The input:
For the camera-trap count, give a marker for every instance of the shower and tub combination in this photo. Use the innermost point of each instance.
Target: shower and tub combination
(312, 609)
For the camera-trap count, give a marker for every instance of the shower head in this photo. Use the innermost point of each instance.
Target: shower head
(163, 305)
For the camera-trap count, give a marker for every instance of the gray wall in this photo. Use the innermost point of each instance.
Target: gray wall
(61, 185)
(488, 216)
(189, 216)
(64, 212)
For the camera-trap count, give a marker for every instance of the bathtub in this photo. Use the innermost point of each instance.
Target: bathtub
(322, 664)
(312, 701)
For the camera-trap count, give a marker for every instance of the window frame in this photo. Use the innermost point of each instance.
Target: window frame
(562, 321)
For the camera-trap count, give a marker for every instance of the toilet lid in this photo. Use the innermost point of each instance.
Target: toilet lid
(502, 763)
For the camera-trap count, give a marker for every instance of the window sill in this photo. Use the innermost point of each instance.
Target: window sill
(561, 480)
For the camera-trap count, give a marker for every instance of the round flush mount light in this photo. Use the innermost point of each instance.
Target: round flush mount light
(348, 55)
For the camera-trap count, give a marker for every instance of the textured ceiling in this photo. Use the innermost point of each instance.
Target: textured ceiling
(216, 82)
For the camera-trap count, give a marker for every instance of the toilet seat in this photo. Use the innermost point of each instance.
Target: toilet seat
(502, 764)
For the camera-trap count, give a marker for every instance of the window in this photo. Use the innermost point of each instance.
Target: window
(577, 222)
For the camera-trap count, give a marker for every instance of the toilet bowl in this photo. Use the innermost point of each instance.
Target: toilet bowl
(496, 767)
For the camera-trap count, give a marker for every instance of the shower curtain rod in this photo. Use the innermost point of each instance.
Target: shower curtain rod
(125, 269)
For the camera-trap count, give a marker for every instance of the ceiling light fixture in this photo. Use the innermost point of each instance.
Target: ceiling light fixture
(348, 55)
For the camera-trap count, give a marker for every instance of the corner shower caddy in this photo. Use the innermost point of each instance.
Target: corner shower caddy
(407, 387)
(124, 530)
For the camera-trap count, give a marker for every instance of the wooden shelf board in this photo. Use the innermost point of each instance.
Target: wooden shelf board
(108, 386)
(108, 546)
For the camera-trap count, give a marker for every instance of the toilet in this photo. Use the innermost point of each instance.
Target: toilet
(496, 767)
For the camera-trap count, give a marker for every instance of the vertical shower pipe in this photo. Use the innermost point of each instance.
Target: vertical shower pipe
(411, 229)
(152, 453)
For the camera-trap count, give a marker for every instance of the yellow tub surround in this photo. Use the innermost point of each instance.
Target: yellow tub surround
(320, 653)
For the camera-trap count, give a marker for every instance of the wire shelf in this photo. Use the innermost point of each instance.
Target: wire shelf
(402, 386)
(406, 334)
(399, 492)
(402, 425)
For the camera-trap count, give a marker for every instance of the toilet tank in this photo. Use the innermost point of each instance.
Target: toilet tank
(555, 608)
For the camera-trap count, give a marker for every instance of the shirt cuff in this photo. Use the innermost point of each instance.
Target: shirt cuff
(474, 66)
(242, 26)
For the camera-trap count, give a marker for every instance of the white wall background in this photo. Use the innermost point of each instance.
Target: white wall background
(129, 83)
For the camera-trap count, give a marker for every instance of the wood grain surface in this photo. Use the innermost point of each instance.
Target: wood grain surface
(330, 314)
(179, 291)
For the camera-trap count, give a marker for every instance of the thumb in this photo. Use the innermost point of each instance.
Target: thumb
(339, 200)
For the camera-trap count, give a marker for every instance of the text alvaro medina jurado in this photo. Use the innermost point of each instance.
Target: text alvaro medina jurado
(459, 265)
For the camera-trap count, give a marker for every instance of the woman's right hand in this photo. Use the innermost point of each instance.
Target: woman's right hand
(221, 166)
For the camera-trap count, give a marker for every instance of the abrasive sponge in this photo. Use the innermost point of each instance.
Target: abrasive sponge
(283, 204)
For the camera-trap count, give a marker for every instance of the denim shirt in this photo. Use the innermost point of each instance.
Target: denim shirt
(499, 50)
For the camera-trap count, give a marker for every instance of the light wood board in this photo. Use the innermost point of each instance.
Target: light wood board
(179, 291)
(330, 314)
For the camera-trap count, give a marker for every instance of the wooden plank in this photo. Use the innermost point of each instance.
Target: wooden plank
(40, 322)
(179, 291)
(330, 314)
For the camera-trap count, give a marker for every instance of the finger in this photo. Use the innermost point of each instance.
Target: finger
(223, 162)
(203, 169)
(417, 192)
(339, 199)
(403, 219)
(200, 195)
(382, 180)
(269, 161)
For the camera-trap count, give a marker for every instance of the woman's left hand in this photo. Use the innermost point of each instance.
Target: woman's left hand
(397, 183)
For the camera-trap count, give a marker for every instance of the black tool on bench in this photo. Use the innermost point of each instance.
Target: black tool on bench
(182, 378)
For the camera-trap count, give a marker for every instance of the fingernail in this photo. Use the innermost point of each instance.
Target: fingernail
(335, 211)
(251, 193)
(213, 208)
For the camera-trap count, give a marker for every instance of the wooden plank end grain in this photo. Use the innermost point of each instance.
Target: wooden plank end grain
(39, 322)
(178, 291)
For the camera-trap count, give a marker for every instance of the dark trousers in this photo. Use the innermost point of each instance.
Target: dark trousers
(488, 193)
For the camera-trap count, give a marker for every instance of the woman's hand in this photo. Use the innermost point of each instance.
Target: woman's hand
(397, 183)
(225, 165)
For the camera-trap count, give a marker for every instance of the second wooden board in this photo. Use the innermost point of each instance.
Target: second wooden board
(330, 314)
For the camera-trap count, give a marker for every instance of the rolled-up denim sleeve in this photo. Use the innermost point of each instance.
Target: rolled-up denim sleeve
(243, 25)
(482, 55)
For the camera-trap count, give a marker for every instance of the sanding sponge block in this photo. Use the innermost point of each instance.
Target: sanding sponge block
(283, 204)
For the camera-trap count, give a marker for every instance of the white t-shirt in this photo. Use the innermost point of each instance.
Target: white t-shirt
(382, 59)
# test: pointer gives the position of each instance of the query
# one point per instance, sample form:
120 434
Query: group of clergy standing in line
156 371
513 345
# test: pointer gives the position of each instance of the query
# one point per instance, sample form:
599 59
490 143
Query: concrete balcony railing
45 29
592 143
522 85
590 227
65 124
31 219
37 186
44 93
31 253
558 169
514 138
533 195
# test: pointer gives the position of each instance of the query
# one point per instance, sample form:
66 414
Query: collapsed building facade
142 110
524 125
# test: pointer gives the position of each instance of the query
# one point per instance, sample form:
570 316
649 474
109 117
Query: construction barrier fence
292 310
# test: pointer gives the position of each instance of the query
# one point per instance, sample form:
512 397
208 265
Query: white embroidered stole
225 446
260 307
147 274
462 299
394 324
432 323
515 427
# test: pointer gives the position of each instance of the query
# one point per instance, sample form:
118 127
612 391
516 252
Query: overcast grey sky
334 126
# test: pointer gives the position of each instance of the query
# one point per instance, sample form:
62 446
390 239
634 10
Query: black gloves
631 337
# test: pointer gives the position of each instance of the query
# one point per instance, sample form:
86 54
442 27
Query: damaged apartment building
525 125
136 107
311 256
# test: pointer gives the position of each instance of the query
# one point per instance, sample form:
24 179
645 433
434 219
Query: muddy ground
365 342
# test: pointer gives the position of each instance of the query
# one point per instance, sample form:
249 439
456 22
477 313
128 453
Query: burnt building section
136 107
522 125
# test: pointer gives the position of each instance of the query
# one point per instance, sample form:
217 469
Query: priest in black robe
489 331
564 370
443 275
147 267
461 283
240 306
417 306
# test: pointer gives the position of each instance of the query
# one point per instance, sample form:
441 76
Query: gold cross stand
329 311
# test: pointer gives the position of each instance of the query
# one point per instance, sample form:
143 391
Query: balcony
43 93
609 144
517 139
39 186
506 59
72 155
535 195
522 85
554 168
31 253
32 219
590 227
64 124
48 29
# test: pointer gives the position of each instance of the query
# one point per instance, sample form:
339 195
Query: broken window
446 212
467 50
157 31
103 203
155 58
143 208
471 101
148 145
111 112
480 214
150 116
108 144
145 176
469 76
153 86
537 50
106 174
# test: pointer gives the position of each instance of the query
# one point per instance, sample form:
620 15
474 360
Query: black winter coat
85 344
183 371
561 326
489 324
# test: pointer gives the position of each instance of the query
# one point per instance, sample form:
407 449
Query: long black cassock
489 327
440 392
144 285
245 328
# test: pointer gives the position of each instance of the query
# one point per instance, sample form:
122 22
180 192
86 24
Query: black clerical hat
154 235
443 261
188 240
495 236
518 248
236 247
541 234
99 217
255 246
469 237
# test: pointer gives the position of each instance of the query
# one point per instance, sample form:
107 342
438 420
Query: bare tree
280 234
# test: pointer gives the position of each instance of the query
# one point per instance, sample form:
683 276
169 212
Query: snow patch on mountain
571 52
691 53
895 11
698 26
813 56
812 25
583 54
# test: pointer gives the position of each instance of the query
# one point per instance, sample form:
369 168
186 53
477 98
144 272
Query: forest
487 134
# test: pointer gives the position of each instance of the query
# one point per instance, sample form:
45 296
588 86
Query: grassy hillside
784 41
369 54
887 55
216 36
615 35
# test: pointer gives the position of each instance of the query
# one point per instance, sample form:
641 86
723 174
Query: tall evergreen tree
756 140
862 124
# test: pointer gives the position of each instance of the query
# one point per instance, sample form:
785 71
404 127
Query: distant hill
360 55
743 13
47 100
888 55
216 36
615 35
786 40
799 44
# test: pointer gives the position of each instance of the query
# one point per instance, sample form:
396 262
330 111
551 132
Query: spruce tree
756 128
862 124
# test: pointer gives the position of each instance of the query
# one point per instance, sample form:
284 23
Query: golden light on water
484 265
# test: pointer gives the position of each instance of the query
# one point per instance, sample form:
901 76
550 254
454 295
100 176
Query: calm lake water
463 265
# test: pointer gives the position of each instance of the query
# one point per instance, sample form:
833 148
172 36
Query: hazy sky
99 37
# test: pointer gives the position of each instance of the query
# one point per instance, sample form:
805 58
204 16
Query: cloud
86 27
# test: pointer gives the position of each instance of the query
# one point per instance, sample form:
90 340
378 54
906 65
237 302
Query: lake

What the task requires: Word for word, repeat the data from its first line through the line with "of the gray", including both of those lines and no others.

Solution:
For the camera-trap count, give a marker for every instance of the shower and tub combination in this photo. Use the innermost point of each instance.
Target: shower and tub combination
(312, 609)
For the camera-trap count, give a marker for every instance of the shower head in this photo. Use the innermost point of each instance.
Target: shower head
(163, 305)
For the camera-trap count, give a marker for every instance of the gray wall in this photo. Use the innermost point of each instance.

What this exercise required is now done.